Aufgabenstellung ::
1) Schreiben Sie bitte aus dem Text über negatives Feedback den Abschnitt von "Warum Sie nicht" bis "Immer noch richtig?" wortgetreu ab.
2) Wonach suchen erfolgreiche Führungskräfte laut der im Text über negatives Feedback genannten Untersuchung von Spreitzer, McCall und Mahoney (1997)?
3) Nennen Sie die Nachnamen aller Forschenden, deren Studien im Text über negatives Feedback angeführt werden.

Vorliegender Text ::
━━━━━━━━━━━━━━━━━━━━━━━━━━━━━━

Warum Sie nicht mit negativem Feedback umgehen können
Sie kennen die Situation? Ein Kollege oder ihr Chef (oder ihr Partner) möchte mit Ihnen reden. Sie sind ja nicht doof, wissen genau das irgendetwas nicht stimmt. Trotzdem vernehmen Sie Lob für dies und Anerkennung für jenes. Sie hören aber gar nicht richtig zu. Und dann kommt es: Das Wörtchen ‚aber‘. Während Sie nun weiter zuhören, fühlen Sie eine Kaskade negativer Emotionen in sich. Richtig?
Ein Teil von Ihnen fühlt sich wütend, zu unrecht kritisiert. Ein anderer Teil fühlt sich verletzt und unzulänglich. Vielleicht überwiegt bei Ihnen das eine oder andere Gefühl. Auf jeden Fall sind Sie ab jetzt damit beschäftigt, Ihr Selbstwertgefühl wieder herzustellen. Eine konstruktiv-offene Haltung fühlt sich anders an… Immer noch richtig?
Irgendwie kennen wir das alle in der ein oder anderen Situation. Und die wenigsten von uns haben herausgefunden, wie sie souveräner mit korrigierendem/negativem Feedback umgehen können. Es gibt sogar eine Untersuchung von Green, Gino, und Staats (2017), die Hinweise darauf gibt, dass wir ganz gezielt Menschen in unserem Arbeitsumfeld meiden, die eher dazu neigen, an uns konstruktive Kritik zu üben. Wir verändern daraufhin gezielt unser Soziales Netzwerk!
Die Konsequenz ist auf der einen Seite zwar die, dass wir unser Selbstwertgefühl auf diese Weise nicht gefährden, auf der anderen Seite nehmen wir uns aber auch Chancen zu persönlichem Wachstum. Andere Studien belegen, dass Menschen beruflich erfolgreicher sind, wenn Sie sich Kritik aussetzen und dieser offen begegnen. Zum Beispiel haben Spreitzer, McCall und Mahoney (1997) nachweisen können, dass erfolgreiche Führungskräfte nach Gelegenheiten zum Lernen suchen, offen für Feedback sind und Kritik für die eigene Entwicklung nutzen.

━━━━━━━━━━━━━━━━━━━━━━━━━━━━━━

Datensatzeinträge
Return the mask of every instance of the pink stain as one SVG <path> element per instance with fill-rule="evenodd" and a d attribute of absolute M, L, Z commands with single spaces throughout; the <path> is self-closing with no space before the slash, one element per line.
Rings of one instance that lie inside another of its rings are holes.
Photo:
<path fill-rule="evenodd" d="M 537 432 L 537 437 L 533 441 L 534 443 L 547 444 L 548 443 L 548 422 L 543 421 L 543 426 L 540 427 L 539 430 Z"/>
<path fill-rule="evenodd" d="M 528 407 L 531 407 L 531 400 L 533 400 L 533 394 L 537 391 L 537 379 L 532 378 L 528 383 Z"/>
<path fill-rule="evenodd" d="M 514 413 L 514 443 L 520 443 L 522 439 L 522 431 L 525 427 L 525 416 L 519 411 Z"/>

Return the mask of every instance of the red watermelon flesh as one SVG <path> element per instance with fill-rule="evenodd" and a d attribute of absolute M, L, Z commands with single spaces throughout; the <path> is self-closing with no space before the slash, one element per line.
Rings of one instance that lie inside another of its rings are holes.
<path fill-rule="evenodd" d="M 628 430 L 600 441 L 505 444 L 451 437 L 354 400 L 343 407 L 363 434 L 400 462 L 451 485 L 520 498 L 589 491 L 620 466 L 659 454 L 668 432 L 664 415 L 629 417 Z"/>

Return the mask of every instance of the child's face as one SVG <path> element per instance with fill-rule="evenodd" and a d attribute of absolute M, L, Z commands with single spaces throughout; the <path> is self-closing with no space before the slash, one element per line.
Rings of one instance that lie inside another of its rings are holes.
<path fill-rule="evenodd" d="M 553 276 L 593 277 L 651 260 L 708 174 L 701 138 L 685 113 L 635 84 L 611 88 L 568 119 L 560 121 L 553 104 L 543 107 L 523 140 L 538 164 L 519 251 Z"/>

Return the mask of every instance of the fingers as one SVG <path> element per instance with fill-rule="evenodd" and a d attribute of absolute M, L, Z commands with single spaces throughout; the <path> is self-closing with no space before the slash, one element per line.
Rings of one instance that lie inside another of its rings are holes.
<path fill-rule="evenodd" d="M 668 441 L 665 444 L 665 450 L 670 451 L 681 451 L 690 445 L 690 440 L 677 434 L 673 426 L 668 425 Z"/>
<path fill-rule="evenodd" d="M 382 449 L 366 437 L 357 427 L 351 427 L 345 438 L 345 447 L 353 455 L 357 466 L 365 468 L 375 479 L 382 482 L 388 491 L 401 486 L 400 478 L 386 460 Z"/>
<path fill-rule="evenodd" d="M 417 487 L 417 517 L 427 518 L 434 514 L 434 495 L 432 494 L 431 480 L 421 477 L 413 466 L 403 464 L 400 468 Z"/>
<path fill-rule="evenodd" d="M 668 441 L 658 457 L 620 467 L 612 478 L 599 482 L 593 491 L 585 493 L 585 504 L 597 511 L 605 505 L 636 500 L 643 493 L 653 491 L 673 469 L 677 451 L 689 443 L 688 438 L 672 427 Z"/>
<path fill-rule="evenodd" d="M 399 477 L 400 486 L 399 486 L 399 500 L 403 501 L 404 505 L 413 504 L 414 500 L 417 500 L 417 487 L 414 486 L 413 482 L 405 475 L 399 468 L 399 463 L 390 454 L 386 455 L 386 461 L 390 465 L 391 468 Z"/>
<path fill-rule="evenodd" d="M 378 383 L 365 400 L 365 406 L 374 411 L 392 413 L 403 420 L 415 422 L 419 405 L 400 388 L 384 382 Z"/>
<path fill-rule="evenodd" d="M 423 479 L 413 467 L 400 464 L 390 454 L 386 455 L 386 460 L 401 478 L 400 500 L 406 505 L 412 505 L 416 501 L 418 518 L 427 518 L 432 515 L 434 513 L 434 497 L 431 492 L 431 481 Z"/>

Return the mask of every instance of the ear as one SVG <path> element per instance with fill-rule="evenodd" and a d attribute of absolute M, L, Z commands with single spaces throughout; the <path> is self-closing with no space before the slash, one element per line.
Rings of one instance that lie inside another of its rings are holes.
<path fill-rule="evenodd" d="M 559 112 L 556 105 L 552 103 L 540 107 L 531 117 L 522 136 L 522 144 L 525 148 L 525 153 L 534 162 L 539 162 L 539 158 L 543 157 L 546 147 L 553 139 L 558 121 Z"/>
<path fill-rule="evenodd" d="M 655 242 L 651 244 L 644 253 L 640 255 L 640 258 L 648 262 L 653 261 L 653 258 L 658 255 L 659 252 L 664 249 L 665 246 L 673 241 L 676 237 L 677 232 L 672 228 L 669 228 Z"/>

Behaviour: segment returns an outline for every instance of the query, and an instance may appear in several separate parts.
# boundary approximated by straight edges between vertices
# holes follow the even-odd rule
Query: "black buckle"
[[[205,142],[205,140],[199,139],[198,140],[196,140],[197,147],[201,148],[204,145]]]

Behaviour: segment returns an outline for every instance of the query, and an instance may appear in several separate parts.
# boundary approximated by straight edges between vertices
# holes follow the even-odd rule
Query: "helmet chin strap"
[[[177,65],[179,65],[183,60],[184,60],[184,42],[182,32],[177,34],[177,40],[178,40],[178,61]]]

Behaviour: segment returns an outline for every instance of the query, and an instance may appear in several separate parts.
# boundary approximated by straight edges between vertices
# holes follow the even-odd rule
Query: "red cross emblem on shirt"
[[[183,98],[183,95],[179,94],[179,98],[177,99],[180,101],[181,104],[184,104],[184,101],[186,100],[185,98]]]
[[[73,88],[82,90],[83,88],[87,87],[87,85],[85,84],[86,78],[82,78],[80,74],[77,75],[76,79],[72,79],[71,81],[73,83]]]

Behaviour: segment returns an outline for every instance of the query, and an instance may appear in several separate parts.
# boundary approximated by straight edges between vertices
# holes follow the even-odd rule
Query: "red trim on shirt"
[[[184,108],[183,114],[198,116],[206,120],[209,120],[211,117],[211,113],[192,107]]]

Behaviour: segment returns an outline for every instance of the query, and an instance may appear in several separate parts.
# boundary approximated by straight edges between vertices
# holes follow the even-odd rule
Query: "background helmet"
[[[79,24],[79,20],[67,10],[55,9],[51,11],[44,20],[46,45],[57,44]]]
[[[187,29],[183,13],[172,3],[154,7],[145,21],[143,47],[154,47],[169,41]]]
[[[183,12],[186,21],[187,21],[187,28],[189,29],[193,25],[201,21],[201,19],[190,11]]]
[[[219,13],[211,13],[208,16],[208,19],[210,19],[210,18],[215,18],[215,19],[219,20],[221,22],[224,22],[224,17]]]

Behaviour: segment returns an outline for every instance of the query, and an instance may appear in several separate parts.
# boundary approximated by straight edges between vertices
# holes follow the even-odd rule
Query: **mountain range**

━━━━━━━━━━━━━━━━━━━━━━━━━━━━━━

Lösungen ::
1)
Warum Sie nicht mit negativem Feedback umgehen können
Sie kennen die Situation? Ein Kollege oder ihr Chef (oder ihr Partner) möchte mit Ihnen reden. Sie sind ja nicht doof, wissen genau das irgendetwas nicht stimmt. Trotzdem vernehmen Sie Lob für dies und Anerkennung für jenes. Sie hören aber gar nicht richtig zu. Und dann kommt es: Das Wörtchen ‚aber‘. Während Sie nun weiter zuhören, fühlen Sie eine Kaskade negativer Emotionen in sich. Richtig?
Ein Teil von Ihnen fühlt sich wütend, zu unrecht kritisiert. Ein anderer Teil fühlt sich verletzt und unzulänglich. Vielleicht überwiegt bei Ihnen das eine oder andere Gefühl. Auf jeden Fall sind Sie ab jetzt damit beschäftigt, Ihr Selbstwertgefühl wieder herzustellen. Eine konstruktiv-offene Haltung fühlt sich anders an… Immer noch richtig?

2) Nach Gelegenheiten zum Lernen.

3) Green, Gino, Staats, Spreitzer, McCall, Mahoney